'''

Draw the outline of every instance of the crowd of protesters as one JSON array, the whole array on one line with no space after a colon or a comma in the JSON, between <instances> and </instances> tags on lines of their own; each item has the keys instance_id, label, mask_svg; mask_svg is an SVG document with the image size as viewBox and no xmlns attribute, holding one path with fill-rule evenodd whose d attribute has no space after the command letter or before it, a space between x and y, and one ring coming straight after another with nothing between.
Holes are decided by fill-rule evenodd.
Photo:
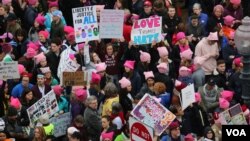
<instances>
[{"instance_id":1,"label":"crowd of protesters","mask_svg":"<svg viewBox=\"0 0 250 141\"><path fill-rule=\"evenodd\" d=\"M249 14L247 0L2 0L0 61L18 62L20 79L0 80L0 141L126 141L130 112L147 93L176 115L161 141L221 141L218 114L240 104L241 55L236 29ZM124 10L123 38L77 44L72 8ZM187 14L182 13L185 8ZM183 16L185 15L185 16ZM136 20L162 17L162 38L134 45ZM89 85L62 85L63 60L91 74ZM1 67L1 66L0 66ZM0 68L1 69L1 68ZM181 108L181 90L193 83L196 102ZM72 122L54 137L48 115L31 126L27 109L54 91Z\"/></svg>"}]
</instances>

'''
'''

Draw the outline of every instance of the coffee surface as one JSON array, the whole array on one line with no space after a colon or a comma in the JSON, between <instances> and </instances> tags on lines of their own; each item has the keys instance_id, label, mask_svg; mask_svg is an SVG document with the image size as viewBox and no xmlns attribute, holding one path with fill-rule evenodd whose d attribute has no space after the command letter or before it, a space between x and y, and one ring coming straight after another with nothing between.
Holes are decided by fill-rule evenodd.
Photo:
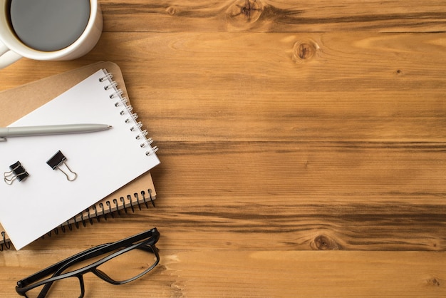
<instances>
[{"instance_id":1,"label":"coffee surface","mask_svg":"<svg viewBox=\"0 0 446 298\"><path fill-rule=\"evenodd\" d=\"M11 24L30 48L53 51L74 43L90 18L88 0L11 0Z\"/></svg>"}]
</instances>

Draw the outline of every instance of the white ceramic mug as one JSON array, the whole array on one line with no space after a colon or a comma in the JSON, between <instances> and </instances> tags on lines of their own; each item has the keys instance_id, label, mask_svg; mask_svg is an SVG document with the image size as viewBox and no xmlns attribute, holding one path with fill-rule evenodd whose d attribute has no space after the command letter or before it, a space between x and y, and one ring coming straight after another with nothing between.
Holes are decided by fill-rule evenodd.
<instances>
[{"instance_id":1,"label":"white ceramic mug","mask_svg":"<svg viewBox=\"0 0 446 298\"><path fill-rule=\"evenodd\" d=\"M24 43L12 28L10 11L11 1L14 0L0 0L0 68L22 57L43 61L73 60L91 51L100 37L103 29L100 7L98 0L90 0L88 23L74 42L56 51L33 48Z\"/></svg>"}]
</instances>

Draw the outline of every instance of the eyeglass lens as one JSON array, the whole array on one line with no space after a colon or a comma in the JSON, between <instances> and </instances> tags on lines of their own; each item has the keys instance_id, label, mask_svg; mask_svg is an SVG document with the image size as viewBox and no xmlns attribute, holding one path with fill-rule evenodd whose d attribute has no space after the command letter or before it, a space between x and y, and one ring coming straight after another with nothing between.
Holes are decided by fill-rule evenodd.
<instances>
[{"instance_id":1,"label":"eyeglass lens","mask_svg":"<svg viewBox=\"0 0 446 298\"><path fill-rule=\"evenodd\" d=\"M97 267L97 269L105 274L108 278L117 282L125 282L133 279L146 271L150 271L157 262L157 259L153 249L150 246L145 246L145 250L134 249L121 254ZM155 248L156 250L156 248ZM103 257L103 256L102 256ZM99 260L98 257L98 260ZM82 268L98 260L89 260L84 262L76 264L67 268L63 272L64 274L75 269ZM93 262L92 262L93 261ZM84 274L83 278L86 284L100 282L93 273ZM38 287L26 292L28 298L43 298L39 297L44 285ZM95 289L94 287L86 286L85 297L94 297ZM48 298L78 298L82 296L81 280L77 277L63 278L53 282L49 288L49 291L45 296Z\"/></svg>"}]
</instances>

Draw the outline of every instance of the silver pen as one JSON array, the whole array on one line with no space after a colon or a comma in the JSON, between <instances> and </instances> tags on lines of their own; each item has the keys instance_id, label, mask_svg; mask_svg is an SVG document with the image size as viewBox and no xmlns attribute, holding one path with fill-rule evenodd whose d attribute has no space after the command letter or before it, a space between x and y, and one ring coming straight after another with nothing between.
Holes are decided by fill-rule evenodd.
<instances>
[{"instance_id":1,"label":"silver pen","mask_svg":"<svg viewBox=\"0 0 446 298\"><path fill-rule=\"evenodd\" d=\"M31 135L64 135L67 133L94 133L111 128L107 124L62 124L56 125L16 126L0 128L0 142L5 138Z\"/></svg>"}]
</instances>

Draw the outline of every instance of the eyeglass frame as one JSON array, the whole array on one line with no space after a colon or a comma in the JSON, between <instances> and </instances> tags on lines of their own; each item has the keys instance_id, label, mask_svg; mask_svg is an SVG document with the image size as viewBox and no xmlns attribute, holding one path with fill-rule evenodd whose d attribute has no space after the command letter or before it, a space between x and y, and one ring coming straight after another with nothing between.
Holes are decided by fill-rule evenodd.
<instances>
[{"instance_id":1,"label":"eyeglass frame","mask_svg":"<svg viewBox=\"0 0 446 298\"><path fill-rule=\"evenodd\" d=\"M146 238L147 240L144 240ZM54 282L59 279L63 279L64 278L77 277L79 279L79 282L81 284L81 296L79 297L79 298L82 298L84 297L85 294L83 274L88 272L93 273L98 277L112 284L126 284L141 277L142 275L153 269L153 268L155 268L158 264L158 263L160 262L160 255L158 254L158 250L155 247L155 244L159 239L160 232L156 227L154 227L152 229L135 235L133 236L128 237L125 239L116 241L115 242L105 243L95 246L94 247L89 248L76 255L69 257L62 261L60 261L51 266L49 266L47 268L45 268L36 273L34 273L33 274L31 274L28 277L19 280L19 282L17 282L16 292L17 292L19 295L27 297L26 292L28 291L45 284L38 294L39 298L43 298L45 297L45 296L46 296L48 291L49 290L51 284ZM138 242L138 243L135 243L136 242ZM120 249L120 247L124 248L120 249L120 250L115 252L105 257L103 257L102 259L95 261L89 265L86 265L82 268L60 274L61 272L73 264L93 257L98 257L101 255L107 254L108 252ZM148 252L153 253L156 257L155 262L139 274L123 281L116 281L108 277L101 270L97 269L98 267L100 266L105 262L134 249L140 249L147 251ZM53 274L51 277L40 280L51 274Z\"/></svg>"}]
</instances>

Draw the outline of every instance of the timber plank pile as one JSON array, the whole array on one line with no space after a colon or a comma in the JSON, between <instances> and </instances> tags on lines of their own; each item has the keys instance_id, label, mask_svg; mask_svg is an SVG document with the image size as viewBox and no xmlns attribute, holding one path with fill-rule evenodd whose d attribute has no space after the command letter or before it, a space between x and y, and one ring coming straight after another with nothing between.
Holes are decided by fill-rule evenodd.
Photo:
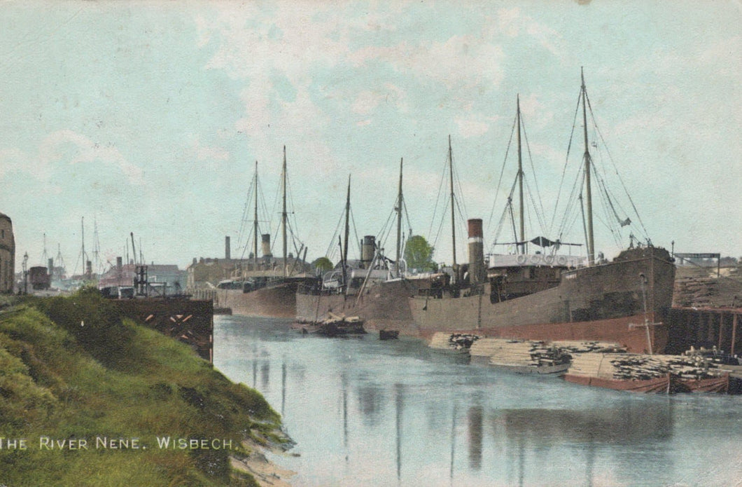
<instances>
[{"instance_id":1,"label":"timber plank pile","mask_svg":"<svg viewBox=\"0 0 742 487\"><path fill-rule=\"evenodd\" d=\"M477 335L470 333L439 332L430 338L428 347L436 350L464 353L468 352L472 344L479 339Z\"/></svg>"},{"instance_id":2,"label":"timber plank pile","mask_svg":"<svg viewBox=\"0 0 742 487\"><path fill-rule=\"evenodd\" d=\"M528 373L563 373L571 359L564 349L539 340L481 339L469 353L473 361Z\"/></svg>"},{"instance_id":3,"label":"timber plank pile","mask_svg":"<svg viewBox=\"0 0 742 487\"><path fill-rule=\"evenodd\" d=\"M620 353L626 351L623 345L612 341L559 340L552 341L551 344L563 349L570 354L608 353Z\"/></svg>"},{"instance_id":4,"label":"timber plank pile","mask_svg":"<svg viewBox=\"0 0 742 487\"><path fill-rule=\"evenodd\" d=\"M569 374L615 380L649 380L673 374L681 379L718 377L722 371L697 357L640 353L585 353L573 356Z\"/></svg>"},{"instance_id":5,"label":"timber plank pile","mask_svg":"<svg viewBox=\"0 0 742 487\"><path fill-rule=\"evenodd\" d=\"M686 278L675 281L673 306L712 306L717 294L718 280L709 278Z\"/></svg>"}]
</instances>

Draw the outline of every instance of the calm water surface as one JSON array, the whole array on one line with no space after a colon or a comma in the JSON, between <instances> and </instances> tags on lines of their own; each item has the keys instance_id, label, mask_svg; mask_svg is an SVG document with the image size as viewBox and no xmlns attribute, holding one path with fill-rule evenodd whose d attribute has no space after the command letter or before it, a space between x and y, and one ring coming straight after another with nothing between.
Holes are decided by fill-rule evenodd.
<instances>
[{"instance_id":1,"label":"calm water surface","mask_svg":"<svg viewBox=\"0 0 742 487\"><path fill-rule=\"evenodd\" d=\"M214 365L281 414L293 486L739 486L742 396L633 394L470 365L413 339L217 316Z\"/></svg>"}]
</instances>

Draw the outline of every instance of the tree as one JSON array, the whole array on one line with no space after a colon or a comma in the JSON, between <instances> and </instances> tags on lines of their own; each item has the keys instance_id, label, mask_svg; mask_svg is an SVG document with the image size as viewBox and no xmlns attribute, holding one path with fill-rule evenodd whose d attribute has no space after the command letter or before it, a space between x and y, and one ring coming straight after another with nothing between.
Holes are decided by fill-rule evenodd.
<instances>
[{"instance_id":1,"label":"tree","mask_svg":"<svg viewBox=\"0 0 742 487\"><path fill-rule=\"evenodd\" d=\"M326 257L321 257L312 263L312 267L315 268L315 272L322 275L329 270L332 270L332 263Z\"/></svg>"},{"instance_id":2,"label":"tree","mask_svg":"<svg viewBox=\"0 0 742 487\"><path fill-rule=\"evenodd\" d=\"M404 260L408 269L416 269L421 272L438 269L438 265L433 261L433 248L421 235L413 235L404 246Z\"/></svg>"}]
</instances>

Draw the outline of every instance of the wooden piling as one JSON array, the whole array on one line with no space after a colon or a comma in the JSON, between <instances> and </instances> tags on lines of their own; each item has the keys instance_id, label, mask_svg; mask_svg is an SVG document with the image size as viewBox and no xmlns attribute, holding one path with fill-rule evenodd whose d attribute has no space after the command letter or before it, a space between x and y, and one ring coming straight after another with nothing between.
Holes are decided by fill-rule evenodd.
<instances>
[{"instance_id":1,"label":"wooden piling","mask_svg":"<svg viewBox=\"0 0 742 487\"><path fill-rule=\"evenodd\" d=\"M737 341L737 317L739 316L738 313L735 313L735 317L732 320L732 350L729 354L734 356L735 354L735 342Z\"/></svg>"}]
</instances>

'''

▸ Stated exercise: List every line of the records that contains the string "wooden", copying each such line in full.

▸ Complete answer:
Draw the outline of every instance of the wooden piling as one JSON array, the whole array on one line with no space after a colon or a comma in the JSON, between <instances> and </instances> tags on lines of their own; each item has the keys instance_id, label, mask_svg; mask_svg is an SVG document with the image size as viewBox and no xmlns attribute, holding one path with fill-rule evenodd whose d attribute has no space after the command letter or before it, a space between x and y, and one ring coming straight after another with nothing between.
[{"instance_id":1,"label":"wooden piling","mask_svg":"<svg viewBox=\"0 0 742 487\"><path fill-rule=\"evenodd\" d=\"M737 341L737 317L739 316L738 313L735 313L735 317L732 320L732 350L729 354L734 356L735 354L735 342Z\"/></svg>"}]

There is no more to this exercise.